__PROVIDED PASSAGE__
• • • • •
If new strategies under development work in humans, they "would allow people to have a prosthetic that functions like a normal hand and provides sensory feedback," said Dr. Paul S. Cederna, one of the principal investigators behind the research.

In addition, he said, the research could do the same thing for prosthetic legs.

For the moment, however, it's unclear whether the new findings will translate from rodents, which have undergone testing, to humans. Still, researchers are hopeful. But for now, prosthetic hands continue to have severe limitations.

"The majority of the issues around new high-tech prosthetics are regarding the ability to control the prosthetic and the ability to get feedback from the prosthetic," said Cederna, a plastic and reconstructive surgeon at the University of Michigan Health Systems and an associate professor of surgery at the university's medical school.

People are able to carry heavy items and push things around, he said. But fine motor skills, such as the ability to type, remain elusive, as does the ability to move individual fingers.

The nerves at the end of the stump where an amputation took place are key, he explained. The brain still controls the nerves, which still carry signals. There's just no hand for the brain to talk to.

"If we can harvest those signals out of the nerve and feed them to the prosthetics, we'd be able to have the brain control the function of the prosthesis," Cederna said.

One approach uses tiny cuffs that wrap around nerves and pick up electrical signals. But the cuffs stop working over time, Cederna noted. Another approach that relies on a needle probe passed into a nerve suffers from the same problem, he said.

In findings to be released Oct. 14 at the annual Clinical Congress of the American College of Surgeons, Cederna and colleagues report that they developed a kind of junction that nerve fibers grow into. This allows a connection between the prosthesis and the brain.
• • • • •
__DATASET EXTRACT__
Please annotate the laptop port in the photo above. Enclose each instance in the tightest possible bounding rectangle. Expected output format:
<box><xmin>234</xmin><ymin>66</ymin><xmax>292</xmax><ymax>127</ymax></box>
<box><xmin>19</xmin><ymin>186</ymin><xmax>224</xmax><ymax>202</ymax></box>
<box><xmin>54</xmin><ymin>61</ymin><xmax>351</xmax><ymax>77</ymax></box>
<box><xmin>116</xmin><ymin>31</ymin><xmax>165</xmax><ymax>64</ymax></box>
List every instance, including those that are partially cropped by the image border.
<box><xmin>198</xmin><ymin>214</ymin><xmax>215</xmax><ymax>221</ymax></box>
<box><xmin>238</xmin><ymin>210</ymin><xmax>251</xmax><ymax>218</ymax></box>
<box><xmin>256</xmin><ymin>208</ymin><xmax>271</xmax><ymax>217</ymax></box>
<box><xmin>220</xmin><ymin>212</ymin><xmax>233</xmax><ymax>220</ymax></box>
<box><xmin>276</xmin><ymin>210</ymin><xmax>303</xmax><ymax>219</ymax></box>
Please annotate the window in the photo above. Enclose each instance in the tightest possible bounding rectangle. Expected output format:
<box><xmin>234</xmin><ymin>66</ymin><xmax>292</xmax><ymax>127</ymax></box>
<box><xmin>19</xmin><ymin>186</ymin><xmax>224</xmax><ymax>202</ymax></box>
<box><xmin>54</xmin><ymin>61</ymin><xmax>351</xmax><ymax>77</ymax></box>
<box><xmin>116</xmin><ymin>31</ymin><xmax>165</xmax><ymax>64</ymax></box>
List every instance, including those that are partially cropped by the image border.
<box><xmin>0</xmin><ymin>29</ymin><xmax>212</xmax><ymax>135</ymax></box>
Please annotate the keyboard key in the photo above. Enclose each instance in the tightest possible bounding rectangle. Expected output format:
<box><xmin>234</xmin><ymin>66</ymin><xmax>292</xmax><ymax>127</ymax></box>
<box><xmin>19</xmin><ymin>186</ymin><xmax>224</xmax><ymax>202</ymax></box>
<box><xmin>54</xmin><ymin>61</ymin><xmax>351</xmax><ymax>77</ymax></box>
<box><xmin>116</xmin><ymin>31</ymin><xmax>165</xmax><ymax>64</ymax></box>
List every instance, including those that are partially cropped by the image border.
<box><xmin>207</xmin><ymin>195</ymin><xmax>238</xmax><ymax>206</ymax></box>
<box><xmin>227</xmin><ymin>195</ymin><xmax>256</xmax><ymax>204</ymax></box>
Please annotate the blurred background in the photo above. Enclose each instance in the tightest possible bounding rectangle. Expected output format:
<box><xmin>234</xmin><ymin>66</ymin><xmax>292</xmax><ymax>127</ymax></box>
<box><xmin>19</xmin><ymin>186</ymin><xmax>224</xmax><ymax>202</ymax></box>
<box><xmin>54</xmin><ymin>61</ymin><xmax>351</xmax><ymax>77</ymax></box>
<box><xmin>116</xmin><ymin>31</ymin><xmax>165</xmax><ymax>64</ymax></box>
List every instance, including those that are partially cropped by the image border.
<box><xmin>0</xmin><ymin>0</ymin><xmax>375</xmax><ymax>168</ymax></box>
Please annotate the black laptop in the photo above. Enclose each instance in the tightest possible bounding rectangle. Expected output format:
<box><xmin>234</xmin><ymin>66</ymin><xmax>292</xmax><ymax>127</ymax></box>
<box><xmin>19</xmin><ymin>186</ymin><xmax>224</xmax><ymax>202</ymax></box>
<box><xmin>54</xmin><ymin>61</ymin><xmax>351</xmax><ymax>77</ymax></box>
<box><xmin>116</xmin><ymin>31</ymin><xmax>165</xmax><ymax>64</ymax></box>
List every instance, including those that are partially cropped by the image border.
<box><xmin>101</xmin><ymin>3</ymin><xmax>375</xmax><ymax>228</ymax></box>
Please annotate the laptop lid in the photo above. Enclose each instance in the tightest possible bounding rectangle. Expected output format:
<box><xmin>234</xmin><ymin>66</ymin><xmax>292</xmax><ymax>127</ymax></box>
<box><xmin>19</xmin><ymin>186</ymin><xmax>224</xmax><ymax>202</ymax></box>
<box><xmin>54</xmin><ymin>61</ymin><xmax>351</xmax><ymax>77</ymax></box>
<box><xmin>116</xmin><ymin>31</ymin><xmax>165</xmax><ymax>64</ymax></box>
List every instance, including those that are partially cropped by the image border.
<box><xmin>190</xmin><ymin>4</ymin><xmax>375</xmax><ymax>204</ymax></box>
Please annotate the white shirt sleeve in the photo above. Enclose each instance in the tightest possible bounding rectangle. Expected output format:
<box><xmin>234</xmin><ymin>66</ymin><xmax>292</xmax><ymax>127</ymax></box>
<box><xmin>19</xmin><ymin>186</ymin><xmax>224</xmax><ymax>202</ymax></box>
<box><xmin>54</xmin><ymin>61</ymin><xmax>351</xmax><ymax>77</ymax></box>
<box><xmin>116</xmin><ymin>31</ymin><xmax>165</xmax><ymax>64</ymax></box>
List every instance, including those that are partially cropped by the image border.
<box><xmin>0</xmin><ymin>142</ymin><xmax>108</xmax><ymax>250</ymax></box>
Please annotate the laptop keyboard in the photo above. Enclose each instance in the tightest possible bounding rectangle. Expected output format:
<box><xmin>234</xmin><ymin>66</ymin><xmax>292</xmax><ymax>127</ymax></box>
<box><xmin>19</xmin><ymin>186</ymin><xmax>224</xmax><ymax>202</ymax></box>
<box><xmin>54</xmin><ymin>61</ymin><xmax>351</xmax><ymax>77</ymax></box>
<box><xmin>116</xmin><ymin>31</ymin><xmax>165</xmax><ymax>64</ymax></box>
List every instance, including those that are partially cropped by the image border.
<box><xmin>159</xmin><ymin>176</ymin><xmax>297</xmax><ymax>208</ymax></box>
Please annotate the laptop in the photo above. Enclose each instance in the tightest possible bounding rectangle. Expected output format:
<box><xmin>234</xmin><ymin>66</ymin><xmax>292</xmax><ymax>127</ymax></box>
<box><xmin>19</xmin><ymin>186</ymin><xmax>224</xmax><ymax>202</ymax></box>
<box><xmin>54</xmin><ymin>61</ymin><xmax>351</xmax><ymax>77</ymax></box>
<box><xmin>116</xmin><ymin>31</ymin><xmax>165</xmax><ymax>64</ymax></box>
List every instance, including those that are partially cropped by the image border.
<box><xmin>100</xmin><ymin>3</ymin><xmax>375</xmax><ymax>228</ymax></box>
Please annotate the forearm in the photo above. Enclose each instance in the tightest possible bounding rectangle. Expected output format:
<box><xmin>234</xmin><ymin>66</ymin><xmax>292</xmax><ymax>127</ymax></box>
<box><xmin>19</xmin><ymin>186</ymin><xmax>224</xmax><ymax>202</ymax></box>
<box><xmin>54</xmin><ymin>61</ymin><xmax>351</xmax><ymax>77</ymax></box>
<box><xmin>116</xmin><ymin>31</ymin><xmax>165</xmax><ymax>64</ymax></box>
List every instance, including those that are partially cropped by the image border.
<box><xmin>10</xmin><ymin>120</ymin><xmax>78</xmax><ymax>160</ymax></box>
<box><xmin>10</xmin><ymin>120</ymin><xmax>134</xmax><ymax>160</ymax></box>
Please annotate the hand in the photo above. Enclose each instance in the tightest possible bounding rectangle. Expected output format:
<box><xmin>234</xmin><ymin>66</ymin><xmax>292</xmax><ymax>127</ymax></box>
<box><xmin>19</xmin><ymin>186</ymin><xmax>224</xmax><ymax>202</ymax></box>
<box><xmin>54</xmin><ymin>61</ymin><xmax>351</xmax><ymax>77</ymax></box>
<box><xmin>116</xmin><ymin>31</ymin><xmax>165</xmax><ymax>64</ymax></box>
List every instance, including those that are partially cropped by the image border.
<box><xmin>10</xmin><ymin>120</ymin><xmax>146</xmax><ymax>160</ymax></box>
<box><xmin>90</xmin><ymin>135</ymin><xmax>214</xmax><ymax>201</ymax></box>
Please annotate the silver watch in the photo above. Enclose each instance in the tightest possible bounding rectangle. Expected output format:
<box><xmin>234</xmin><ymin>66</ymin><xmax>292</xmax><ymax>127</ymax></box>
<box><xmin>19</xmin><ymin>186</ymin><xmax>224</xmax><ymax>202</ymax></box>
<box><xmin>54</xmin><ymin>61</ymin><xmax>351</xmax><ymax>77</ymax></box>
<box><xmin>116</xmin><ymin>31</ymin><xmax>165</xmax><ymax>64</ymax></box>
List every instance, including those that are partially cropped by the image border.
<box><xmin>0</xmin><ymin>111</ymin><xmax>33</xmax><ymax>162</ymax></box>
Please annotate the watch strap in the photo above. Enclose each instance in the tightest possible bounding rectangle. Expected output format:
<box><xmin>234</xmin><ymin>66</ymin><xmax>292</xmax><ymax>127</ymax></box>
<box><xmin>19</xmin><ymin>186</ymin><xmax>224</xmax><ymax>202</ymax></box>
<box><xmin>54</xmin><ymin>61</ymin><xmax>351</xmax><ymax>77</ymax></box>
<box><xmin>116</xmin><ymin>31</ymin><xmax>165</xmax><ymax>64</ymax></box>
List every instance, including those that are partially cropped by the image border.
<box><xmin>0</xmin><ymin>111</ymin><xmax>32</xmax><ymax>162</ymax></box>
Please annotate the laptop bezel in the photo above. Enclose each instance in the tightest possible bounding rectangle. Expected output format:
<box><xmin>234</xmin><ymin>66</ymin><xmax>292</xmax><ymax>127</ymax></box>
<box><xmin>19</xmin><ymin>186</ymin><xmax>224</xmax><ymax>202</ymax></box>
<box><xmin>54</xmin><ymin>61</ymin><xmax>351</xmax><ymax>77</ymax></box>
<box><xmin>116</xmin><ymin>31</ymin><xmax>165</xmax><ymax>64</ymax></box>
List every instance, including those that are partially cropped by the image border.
• • • • •
__REQUIREMENT__
Return the stretch of the prosthetics passage from "For the moment, however, it's" through "have severe limitations.", copied verbatim.

__SOLUTION FOR THIS TASK__
For the moment, however, it's unclear whether the new findings will translate from rodents, which have undergone testing, to humans. Still, researchers are hopeful. But for now, prosthetic hands continue to have severe limitations.